- Opening Delimiter -

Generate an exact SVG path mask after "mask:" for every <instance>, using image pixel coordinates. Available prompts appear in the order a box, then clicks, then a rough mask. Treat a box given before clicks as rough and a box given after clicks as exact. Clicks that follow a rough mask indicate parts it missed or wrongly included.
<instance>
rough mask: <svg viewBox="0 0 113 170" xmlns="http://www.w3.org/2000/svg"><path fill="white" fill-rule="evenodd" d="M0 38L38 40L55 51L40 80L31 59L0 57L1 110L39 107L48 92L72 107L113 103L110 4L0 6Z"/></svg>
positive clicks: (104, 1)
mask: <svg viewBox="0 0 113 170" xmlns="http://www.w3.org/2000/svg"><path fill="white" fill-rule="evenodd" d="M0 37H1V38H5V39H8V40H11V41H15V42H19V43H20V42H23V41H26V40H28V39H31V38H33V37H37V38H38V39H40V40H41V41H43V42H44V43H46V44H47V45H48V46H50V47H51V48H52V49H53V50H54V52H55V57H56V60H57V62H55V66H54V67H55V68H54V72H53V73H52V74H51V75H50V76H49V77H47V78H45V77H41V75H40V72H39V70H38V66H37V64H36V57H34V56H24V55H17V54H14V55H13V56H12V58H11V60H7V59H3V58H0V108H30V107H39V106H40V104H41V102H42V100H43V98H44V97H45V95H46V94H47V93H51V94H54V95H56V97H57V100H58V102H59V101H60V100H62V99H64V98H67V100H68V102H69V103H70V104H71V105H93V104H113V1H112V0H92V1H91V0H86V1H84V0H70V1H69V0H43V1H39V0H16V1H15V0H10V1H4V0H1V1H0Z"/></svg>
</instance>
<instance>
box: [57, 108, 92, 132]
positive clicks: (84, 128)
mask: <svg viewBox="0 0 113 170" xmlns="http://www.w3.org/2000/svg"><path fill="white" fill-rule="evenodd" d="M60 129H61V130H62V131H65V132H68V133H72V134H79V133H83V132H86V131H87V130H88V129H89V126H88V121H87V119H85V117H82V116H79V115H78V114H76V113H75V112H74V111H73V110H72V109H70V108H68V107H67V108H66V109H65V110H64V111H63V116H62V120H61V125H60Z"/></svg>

- Closing Delimiter -

* TASK PROMPT:
Retype the entries exactly, please. Leave no line out.

* ANSWER AREA:
Generate an exact SVG path mask after "mask:" for every <instance>, using image pixel coordinates. Available prompts appear in the order a box, then clicks, then a rough mask. Treat a box given before clicks as rough and a box given after clicks as exact. Clicks that follow a rough mask indicate parts it missed or wrongly included.
<instance>
rough mask: <svg viewBox="0 0 113 170" xmlns="http://www.w3.org/2000/svg"><path fill="white" fill-rule="evenodd" d="M0 38L38 40L55 51L40 80L31 59L0 57L1 110L39 107L48 92L72 107L113 103L110 4L0 6Z"/></svg>
positive clicks: (104, 1)
mask: <svg viewBox="0 0 113 170" xmlns="http://www.w3.org/2000/svg"><path fill="white" fill-rule="evenodd" d="M0 37H1V38H5V39H8V40H11V41H15V42H19V43H20V42H23V41H26V40H28V39H31V38H33V37H37V38H38V39H40V40H41V41H43V42H44V43H46V44H47V45H48V46H50V47H51V48H52V49H53V50H54V52H55V57H56V60H57V62H55V66H54V67H55V68H54V72H53V73H52V74H51V75H50V76H49V77H47V78H45V77H41V75H40V72H39V70H38V66H37V64H36V57H34V56H24V55H17V54H14V55H13V56H12V58H11V60H7V59H3V58H0V108H30V107H39V106H40V104H41V102H42V100H43V98H44V97H45V95H46V94H47V93H51V94H54V95H56V97H57V100H58V102H59V101H60V100H62V99H64V98H67V100H68V102H69V103H70V104H71V105H93V104H113V1H112V0H92V1H91V0H86V1H84V0H70V1H69V0H43V1H39V0H16V1H15V0H10V1H4V0H1V1H0Z"/></svg>
</instance>
<instance>
box: [57, 108, 92, 132]
positive clicks: (84, 128)
mask: <svg viewBox="0 0 113 170" xmlns="http://www.w3.org/2000/svg"><path fill="white" fill-rule="evenodd" d="M60 129H61V130H62V131H65V132H68V133H72V134H79V133H83V132H86V131H87V130H88V129H89V126H88V121H87V119H85V117H82V116H79V115H78V114H76V113H75V112H74V111H73V110H72V109H70V108H68V107H67V108H66V109H65V110H64V111H63V116H62V120H61V125H60Z"/></svg>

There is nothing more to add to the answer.